Excerpt:
Content starts

H7N9 avian flu
The influenza A (H7N9) virus is one subgroup among the larger group of H7 viruses that normally circulate among birds. A number of human infections of the H7N9 virus have been reported in eastern China, mostly in the Yangtze River Delta region since late March 2013. Some of the patients have died of severe pneumonia brought on by the virus.
Chinese H7N1 bird flu survivor gives birth to 'miracle' baby
A Chinese woman who spent five weeks in intensive care with H7N9 bird flu has given birth to a girl in what was described as a “miracle” first, state media said on Friday.
Qiu Yan, 25, was five months pregnant when she was diagnosed with the virus in April, early in China’s human outbreak of the disease.
She was in a “very serious condition” and underwent antibiotic, antiviral and hormone treatments, along with daily X-rays, during her therapy, the Global Times cited doctors as saying.
Qiu, from Zhenjiang in the eastern province of Jiangsu, is the world’s first H7N9 survivor to give birth, the paper said.

Content ends

Material provided:
Content starts

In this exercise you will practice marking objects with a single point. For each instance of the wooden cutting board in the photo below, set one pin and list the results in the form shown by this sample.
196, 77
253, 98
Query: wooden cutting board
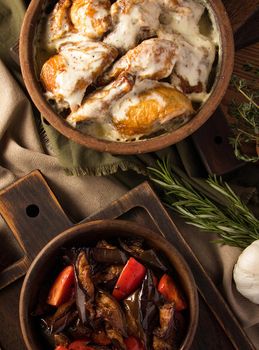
34, 215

Content ends

Problem:
Copy out the H7N9 avian flu article above in full, word for word.

Result of the exercise:
H7N9 avian flu
The influenza A (H7N9) virus is one subgroup among the larger group of H7 viruses that normally circulate among birds. A number of human infections of the H7N9 virus have been reported in eastern China, mostly in the Yangtze River Delta region since late March 2013. Some of the patients have died of severe pneumonia brought on by the virus.
Chinese H7N1 bird flu survivor gives birth to 'miracle' baby
A Chinese woman who spent five weeks in intensive care with H7N9 bird flu has given birth to a girl in what was described as a “miracle” first, state media said on Friday.
Qiu Yan, 25, was five months pregnant when she was diagnosed with the virus in April, early in China’s human outbreak of the disease.
She was in a “very serious condition” and underwent antibiotic, antiviral and hormone treatments, along with daily X-rays, during her therapy, the Global Times cited doctors as saying.
Qiu, from Zhenjiang in the eastern province of Jiangsu, is the world’s first H7N9 survivor to give birth, the paper said.